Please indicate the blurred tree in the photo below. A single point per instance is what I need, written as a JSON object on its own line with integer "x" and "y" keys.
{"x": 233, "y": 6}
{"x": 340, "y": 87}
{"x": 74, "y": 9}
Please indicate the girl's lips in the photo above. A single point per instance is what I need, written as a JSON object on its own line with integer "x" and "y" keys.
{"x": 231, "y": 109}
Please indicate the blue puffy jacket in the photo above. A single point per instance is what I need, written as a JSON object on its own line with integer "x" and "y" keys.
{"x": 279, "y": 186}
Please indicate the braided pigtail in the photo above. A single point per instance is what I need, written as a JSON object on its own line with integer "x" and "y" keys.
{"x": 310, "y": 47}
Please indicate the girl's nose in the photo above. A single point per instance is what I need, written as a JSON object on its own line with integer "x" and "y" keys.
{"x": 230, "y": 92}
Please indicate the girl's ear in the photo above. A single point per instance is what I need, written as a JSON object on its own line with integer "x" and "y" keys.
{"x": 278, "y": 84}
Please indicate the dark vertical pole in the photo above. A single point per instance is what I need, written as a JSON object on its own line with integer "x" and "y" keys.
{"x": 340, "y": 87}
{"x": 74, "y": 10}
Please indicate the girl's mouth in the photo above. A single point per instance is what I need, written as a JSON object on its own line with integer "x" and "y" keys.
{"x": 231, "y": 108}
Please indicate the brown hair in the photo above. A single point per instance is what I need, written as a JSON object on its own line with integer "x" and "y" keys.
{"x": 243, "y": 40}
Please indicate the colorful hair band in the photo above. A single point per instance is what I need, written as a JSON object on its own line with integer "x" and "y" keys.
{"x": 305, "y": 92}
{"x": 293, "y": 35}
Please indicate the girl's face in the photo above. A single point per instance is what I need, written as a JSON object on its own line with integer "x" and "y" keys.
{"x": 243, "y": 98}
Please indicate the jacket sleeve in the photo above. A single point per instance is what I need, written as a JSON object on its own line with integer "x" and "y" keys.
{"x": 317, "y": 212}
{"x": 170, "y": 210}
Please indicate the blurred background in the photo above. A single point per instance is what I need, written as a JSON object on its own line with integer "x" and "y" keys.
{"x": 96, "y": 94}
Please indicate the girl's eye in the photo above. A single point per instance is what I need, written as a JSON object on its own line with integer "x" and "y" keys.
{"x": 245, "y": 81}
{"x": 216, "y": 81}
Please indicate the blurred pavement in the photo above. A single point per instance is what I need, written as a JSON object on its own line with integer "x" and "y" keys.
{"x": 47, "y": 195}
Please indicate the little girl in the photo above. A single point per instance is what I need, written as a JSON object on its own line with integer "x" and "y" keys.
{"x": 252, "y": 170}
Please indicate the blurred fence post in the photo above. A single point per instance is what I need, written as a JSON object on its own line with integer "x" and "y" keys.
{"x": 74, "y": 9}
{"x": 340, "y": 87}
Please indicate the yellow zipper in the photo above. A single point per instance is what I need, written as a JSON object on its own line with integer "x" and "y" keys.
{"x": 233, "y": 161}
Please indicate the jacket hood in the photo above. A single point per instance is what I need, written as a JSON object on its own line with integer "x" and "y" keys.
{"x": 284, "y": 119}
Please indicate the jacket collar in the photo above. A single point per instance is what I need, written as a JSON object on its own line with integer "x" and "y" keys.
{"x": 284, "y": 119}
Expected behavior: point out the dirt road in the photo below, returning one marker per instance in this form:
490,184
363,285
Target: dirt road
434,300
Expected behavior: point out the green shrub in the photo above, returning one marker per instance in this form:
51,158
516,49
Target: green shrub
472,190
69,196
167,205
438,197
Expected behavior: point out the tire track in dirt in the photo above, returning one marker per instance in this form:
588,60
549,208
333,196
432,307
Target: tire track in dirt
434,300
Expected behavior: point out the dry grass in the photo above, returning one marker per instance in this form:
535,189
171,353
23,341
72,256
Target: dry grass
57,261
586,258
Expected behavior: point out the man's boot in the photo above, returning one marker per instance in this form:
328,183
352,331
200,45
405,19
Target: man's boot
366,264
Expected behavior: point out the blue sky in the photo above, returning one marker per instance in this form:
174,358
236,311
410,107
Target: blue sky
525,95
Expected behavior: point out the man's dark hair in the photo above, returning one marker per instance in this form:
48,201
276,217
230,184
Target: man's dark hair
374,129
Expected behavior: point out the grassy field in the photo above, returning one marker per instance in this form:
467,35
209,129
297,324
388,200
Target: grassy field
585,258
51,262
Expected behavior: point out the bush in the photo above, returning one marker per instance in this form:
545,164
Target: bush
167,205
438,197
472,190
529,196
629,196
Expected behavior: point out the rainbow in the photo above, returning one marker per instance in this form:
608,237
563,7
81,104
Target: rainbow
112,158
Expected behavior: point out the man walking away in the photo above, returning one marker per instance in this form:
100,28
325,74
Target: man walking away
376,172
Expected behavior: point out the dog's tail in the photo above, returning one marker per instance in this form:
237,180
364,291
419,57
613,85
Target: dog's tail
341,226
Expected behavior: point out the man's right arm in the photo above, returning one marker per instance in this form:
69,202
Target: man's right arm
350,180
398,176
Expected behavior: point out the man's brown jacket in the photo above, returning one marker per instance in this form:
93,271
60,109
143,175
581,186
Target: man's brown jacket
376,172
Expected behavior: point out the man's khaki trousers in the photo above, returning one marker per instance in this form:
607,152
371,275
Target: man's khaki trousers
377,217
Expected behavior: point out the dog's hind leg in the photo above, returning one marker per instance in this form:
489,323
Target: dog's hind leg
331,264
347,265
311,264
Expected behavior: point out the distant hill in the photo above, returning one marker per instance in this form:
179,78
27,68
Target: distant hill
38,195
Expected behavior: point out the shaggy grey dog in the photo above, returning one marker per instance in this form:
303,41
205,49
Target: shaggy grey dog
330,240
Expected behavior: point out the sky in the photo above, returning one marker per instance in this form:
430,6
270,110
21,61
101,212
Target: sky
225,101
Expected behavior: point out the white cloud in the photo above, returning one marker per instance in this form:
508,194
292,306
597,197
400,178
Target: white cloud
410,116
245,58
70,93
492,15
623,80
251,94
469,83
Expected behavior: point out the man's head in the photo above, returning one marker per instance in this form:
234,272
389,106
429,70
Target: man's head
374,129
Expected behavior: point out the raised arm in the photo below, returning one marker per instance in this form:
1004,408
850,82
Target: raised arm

TASK: Each line of the data above that contains "raised" counts once; report the total alone.

TASK RESULT: 2